== PASSAGE PROVIDED ==
The Roles of Marketing, Product Quality, and Price Competition in the Growth and Composition of the U.S. Antiulcer Drug Industry
In: The Economics of New Goods
The introduction of Tagamet in the United States in 1977 represented both a revolution in ulcer therapy and the beginning of an important new industry. Today there are four prescription H2- antagonist drugs: Tagamet, Zantac, Pepcid and Axid, and they comprise a multi-billion dollar market for the treatment of ulcers and other gastric acid conditions. In this paper, we examine the determinants of sales in this market, using a carefully constructed data set made possible by IMS America. We concentrate particularly on the marketing of these drugs to physicians through detailing and medical journal advertising, and we make an innovative attempt to distinguish between 'industry-expanding' and 'rivalrous' marketing efforts. We find that the impact of total marketing on the expansion of overall industry sales declines as the number of products on the market increases. In addition, we find that the stock of industry-expanding marketing depreciates at a near-zero rate, while the stock of marketing oriented towards rivalrous market share competition depreciates at a 40% annual rate. We also find that the products' sales are affected significantly by price, quality attributes (such as number of FDA- approved indications and number of adverse drug interactions), and order of entry into the market.
===
== STORED DATA ==
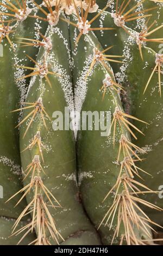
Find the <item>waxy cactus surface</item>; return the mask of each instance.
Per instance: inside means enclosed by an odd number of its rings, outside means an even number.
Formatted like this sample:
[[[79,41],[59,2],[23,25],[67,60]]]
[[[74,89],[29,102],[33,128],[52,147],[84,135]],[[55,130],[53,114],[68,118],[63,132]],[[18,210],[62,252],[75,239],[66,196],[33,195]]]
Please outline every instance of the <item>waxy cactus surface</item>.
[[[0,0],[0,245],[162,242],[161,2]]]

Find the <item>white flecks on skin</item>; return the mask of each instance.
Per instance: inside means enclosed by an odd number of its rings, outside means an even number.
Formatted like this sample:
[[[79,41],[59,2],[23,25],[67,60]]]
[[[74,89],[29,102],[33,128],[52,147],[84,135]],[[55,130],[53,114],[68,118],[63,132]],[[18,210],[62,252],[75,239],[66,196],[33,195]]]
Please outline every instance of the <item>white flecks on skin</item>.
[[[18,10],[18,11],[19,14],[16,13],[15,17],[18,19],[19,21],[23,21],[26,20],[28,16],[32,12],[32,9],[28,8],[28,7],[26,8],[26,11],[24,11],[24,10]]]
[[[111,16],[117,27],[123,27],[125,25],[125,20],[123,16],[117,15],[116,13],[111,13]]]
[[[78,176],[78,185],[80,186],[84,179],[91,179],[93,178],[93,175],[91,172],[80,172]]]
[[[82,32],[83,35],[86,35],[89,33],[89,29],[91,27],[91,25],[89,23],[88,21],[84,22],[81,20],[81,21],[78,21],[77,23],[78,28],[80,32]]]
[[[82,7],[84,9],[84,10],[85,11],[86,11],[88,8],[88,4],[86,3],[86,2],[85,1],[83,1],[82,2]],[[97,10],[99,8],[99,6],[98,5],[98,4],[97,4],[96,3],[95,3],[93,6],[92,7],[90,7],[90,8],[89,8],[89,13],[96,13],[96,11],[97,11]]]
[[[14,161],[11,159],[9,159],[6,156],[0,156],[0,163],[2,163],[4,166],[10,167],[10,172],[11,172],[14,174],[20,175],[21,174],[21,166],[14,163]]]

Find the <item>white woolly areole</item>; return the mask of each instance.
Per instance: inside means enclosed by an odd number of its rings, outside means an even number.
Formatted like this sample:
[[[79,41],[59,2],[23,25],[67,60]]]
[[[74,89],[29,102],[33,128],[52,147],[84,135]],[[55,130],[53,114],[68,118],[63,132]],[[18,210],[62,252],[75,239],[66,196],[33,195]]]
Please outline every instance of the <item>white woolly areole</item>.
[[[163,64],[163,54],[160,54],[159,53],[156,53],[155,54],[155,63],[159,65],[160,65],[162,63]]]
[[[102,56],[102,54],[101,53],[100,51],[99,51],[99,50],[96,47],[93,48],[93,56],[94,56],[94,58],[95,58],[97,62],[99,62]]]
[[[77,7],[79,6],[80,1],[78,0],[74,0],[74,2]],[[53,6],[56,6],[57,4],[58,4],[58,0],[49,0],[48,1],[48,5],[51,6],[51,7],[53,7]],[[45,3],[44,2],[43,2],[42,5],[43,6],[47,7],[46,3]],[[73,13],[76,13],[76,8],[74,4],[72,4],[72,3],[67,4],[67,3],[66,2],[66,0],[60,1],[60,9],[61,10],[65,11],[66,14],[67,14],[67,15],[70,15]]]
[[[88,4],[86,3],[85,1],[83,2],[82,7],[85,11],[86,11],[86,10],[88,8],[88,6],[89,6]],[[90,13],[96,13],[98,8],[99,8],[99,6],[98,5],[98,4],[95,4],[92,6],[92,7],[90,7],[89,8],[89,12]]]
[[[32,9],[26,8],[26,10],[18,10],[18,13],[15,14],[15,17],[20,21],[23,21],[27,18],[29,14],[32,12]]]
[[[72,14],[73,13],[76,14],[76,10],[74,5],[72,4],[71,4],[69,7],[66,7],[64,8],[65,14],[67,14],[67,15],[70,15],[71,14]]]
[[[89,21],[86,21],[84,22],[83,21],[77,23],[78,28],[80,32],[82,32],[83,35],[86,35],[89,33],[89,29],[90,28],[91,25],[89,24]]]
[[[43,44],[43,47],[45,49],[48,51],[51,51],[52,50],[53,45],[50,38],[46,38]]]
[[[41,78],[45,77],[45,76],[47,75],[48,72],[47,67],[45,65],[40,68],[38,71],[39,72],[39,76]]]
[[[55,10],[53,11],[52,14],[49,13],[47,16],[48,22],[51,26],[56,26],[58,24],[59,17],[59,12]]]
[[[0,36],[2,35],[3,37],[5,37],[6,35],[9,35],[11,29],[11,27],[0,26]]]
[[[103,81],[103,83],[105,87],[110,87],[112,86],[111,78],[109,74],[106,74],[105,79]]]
===
• [TASK TO CARRY OUT] Reproduce the antiulcer drug industry abstract above in full, with every word and punctuation mark unchanged.

• [SOLUTION TO THIS TASK]
The Roles of Marketing, Product Quality, and Price Competition in the Growth and Composition of the U.S. Antiulcer Drug Industry
In: The Economics of New Goods
The introduction of Tagamet in the United States in 1977 represented both a revolution in ulcer therapy and the beginning of an important new industry. Today there are four prescription H2- antagonist drugs: Tagamet, Zantac, Pepcid and Axid, and they comprise a multi-billion dollar market for the treatment of ulcers and other gastric acid conditions. In this paper, we examine the determinants of sales in this market, using a carefully constructed data set made possible by IMS America. We concentrate particularly on the marketing of these drugs to physicians through detailing and medical journal advertising, and we make an innovative attempt to distinguish between 'industry-expanding' and 'rivalrous' marketing efforts. We find that the impact of total marketing on the expansion of overall industry sales declines as the number of products on the market increases. In addition, we find that the stock of industry-expanding marketing depreciates at a near-zero rate, while the stock of marketing oriented towards rivalrous market share competition depreciates at a 40% annual rate. We also find that the products' sales are affected significantly by price, quality attributes (such as number of FDA- approved indications and number of adverse drug interactions), and order of entry into the market.